Action item
Reproduce exactly, and only, the lines below from the one containing "river -> box" through the one containing "waterfall -> box".

(Saved entries)
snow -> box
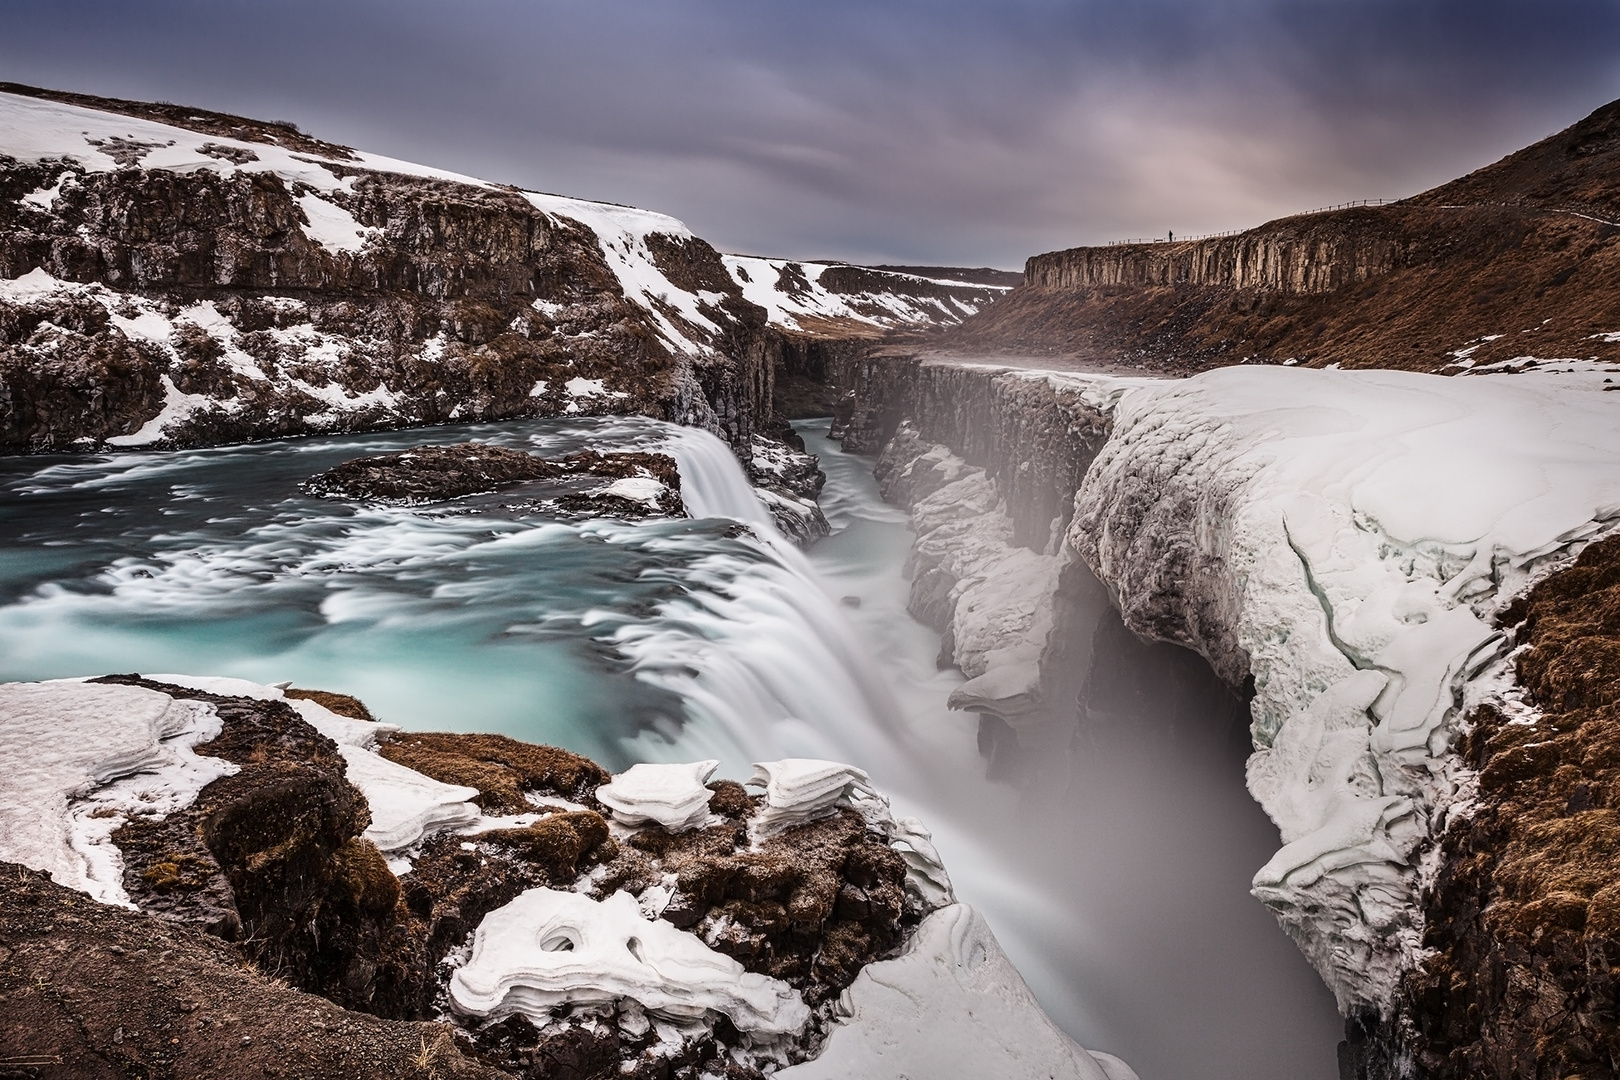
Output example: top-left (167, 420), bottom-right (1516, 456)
top-left (597, 476), bottom-right (668, 508)
top-left (1067, 364), bottom-right (1620, 1013)
top-left (723, 255), bottom-right (1006, 332)
top-left (0, 90), bottom-right (492, 195)
top-left (19, 169), bottom-right (75, 211)
top-left (0, 680), bottom-right (236, 906)
top-left (295, 192), bottom-right (378, 254)
top-left (747, 758), bottom-right (887, 838)
top-left (105, 374), bottom-right (217, 448)
top-left (340, 746), bottom-right (481, 851)
top-left (449, 887), bottom-right (810, 1033)
top-left (777, 904), bottom-right (1133, 1080)
top-left (593, 760), bottom-right (719, 831)
top-left (525, 192), bottom-right (724, 357)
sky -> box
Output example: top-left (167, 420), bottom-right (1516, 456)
top-left (4, 1), bottom-right (1618, 268)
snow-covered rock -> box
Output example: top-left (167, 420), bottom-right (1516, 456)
top-left (879, 429), bottom-right (1069, 727)
top-left (0, 88), bottom-right (783, 455)
top-left (723, 256), bottom-right (1009, 334)
top-left (1068, 364), bottom-right (1620, 1014)
top-left (747, 758), bottom-right (885, 837)
top-left (777, 903), bottom-right (1134, 1080)
top-left (449, 887), bottom-right (810, 1034)
top-left (139, 674), bottom-right (475, 854)
top-left (0, 680), bottom-right (236, 905)
top-left (594, 759), bottom-right (719, 831)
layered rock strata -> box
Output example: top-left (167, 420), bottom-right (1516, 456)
top-left (942, 98), bottom-right (1620, 374)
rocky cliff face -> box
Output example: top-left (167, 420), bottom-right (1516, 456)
top-left (1025, 213), bottom-right (1408, 294)
top-left (0, 84), bottom-right (777, 455)
top-left (832, 355), bottom-right (1620, 1080)
top-left (943, 98), bottom-right (1620, 375)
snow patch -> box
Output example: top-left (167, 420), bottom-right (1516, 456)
top-left (0, 680), bottom-right (236, 906)
top-left (19, 169), bottom-right (75, 212)
top-left (449, 887), bottom-right (810, 1033)
top-left (594, 760), bottom-right (719, 831)
top-left (597, 476), bottom-right (668, 507)
top-left (295, 192), bottom-right (378, 254)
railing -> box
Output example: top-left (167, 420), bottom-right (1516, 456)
top-left (1103, 198), bottom-right (1398, 247)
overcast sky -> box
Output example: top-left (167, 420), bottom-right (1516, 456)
top-left (5, 1), bottom-right (1618, 267)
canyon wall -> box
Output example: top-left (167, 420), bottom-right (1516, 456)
top-left (1025, 211), bottom-right (1409, 294)
top-left (944, 98), bottom-right (1620, 374)
top-left (0, 85), bottom-right (784, 455)
top-left (831, 354), bottom-right (1620, 1080)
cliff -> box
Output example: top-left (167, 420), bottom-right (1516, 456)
top-left (0, 83), bottom-right (782, 454)
top-left (838, 354), bottom-right (1620, 1079)
top-left (943, 98), bottom-right (1620, 375)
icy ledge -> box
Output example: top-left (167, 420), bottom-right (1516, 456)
top-left (1067, 364), bottom-right (1620, 1014)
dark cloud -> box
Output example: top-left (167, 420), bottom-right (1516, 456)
top-left (4, 0), bottom-right (1618, 265)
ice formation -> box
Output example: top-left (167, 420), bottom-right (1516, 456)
top-left (0, 680), bottom-right (236, 905)
top-left (746, 758), bottom-right (886, 837)
top-left (594, 759), bottom-right (720, 831)
top-left (888, 816), bottom-right (956, 908)
top-left (888, 432), bottom-right (1069, 727)
top-left (1067, 364), bottom-right (1620, 1013)
top-left (449, 887), bottom-right (810, 1034)
top-left (777, 904), bottom-right (1134, 1080)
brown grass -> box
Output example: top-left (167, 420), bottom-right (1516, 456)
top-left (284, 687), bottom-right (376, 722)
top-left (377, 731), bottom-right (609, 813)
top-left (1400, 534), bottom-right (1620, 1078)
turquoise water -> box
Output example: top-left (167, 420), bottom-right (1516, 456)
top-left (0, 417), bottom-right (1342, 1079)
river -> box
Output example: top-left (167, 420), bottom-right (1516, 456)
top-left (0, 416), bottom-right (1342, 1079)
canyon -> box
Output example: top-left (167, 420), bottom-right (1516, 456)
top-left (6, 80), bottom-right (1620, 1080)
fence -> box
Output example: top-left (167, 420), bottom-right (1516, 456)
top-left (1102, 198), bottom-right (1398, 247)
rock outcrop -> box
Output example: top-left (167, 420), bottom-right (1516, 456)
top-left (302, 443), bottom-right (685, 517)
top-left (0, 673), bottom-right (1121, 1080)
top-left (0, 83), bottom-right (779, 458)
top-left (939, 97), bottom-right (1620, 375)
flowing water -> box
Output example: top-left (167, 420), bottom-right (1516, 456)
top-left (0, 415), bottom-right (1342, 1079)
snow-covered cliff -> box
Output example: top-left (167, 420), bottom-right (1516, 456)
top-left (724, 257), bottom-right (1008, 336)
top-left (1069, 363), bottom-right (1620, 1014)
top-left (853, 353), bottom-right (1620, 1058)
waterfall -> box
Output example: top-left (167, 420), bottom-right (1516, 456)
top-left (659, 427), bottom-right (778, 532)
top-left (602, 426), bottom-right (915, 785)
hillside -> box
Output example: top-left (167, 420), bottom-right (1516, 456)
top-left (0, 84), bottom-right (992, 456)
top-left (941, 98), bottom-right (1620, 375)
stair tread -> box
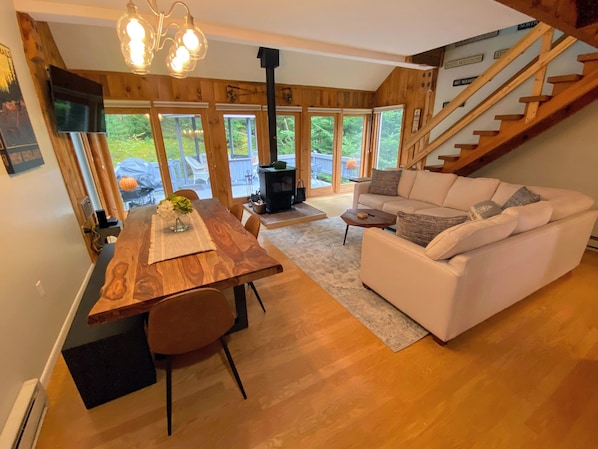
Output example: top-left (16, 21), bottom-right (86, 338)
top-left (424, 165), bottom-right (444, 172)
top-left (473, 130), bottom-right (500, 136)
top-left (547, 74), bottom-right (583, 83)
top-left (454, 143), bottom-right (478, 150)
top-left (495, 114), bottom-right (524, 121)
top-left (519, 95), bottom-right (552, 103)
top-left (438, 154), bottom-right (460, 162)
top-left (578, 52), bottom-right (598, 63)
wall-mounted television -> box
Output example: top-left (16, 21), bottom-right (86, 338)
top-left (47, 65), bottom-right (106, 134)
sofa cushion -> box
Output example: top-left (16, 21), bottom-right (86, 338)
top-left (397, 211), bottom-right (467, 247)
top-left (388, 199), bottom-right (439, 214)
top-left (501, 201), bottom-right (553, 234)
top-left (502, 186), bottom-right (541, 209)
top-left (443, 177), bottom-right (500, 211)
top-left (416, 207), bottom-right (471, 218)
top-left (358, 193), bottom-right (403, 210)
top-left (408, 171), bottom-right (457, 206)
top-left (468, 200), bottom-right (502, 220)
top-left (491, 182), bottom-right (523, 205)
top-left (369, 169), bottom-right (401, 196)
top-left (424, 213), bottom-right (517, 260)
top-left (398, 169), bottom-right (418, 197)
top-left (529, 186), bottom-right (595, 221)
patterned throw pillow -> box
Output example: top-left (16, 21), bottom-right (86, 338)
top-left (397, 211), bottom-right (468, 247)
top-left (502, 186), bottom-right (541, 209)
top-left (368, 169), bottom-right (401, 196)
top-left (469, 200), bottom-right (502, 220)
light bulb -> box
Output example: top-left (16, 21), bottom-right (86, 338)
top-left (175, 46), bottom-right (190, 63)
top-left (126, 19), bottom-right (145, 40)
top-left (182, 29), bottom-right (200, 52)
top-left (129, 41), bottom-right (146, 66)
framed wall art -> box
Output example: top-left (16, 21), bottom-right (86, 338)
top-left (0, 43), bottom-right (43, 174)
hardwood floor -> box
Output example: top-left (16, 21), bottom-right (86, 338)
top-left (37, 193), bottom-right (598, 448)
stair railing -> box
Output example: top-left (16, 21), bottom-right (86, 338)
top-left (402, 23), bottom-right (577, 169)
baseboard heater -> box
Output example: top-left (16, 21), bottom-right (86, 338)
top-left (0, 379), bottom-right (48, 449)
top-left (588, 235), bottom-right (598, 252)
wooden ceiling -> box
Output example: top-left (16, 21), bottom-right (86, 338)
top-left (495, 0), bottom-right (598, 48)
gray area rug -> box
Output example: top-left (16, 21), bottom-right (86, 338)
top-left (262, 217), bottom-right (429, 352)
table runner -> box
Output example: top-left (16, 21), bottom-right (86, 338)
top-left (148, 210), bottom-right (216, 264)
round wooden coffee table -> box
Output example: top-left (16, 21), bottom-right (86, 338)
top-left (340, 208), bottom-right (397, 245)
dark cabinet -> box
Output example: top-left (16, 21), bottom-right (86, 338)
top-left (62, 244), bottom-right (156, 408)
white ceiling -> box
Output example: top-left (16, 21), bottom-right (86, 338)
top-left (13, 0), bottom-right (531, 91)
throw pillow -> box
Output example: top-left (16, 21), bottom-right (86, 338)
top-left (396, 211), bottom-right (468, 247)
top-left (468, 200), bottom-right (502, 220)
top-left (369, 169), bottom-right (401, 196)
top-left (502, 186), bottom-right (541, 209)
top-left (424, 214), bottom-right (518, 260)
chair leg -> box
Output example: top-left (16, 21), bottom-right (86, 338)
top-left (248, 282), bottom-right (266, 313)
top-left (166, 355), bottom-right (172, 436)
top-left (220, 337), bottom-right (247, 399)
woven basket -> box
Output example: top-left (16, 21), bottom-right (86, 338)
top-left (252, 202), bottom-right (266, 214)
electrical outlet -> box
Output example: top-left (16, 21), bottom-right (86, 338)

Solved exercise
river -> box
Output example: top-left (167, 420), bottom-right (1516, 456)
top-left (0, 416), bottom-right (1342, 1079)
canyon -> box
Output example: top-left (167, 420), bottom-right (1516, 456)
top-left (6, 80), bottom-right (1620, 1080)
fence -> box
Output example: top-left (167, 420), bottom-right (1516, 456)
top-left (1102, 198), bottom-right (1398, 247)
rock outcrop -> box
Output example: top-left (167, 420), bottom-right (1516, 456)
top-left (302, 443), bottom-right (685, 517)
top-left (0, 673), bottom-right (1121, 1080)
top-left (0, 83), bottom-right (779, 458)
top-left (939, 97), bottom-right (1620, 375)
flowing water -> box
Output example: top-left (167, 420), bottom-right (1516, 456)
top-left (0, 415), bottom-right (1342, 1079)
snow-covered cliff -> box
Output example: top-left (167, 420), bottom-right (1516, 456)
top-left (724, 257), bottom-right (1008, 336)
top-left (1069, 363), bottom-right (1620, 1014)
top-left (853, 353), bottom-right (1620, 1058)
waterfall -> box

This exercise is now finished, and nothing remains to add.